▶ **JOB**
Rewrite all of the following material, requests included, shifting every point by adding 85 to both its x and y coordinates in the answers. Leave the pictures out.

*** SUPPLIED DATA

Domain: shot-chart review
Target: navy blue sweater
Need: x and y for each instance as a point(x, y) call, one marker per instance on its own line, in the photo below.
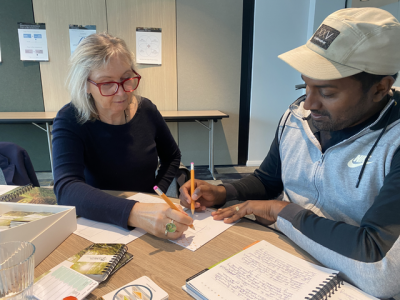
point(96, 156)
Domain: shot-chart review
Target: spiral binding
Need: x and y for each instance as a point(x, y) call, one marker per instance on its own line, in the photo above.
point(111, 265)
point(19, 191)
point(327, 289)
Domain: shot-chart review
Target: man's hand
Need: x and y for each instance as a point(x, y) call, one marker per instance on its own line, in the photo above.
point(205, 195)
point(266, 211)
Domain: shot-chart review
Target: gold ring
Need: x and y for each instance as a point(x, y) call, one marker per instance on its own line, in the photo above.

******

▶ **WORKED SOLUTION**
Domain: shot-chart review
Target: navy blue sweater
Need: x and y for each instance as a point(x, y) call, one marker per instance on its own line, in the photo below.
point(181, 241)
Domain: shot-chart review
Target: spiral binding
Need: x and y for each instance as a point(x, y) call, one marker per instance on its own line, in the photo above.
point(196, 350)
point(104, 276)
point(412, 374)
Domain: shot-chart review
Target: man's hand
Need: x and y for each instance as a point(x, y) call, one marker per instance on its own line, in the photo above.
point(290, 280)
point(351, 296)
Domain: shot-chart review
Target: gold ring
Need: x and y for each instance as a point(x, y) call, one marker per instance on its own line, in the photo above.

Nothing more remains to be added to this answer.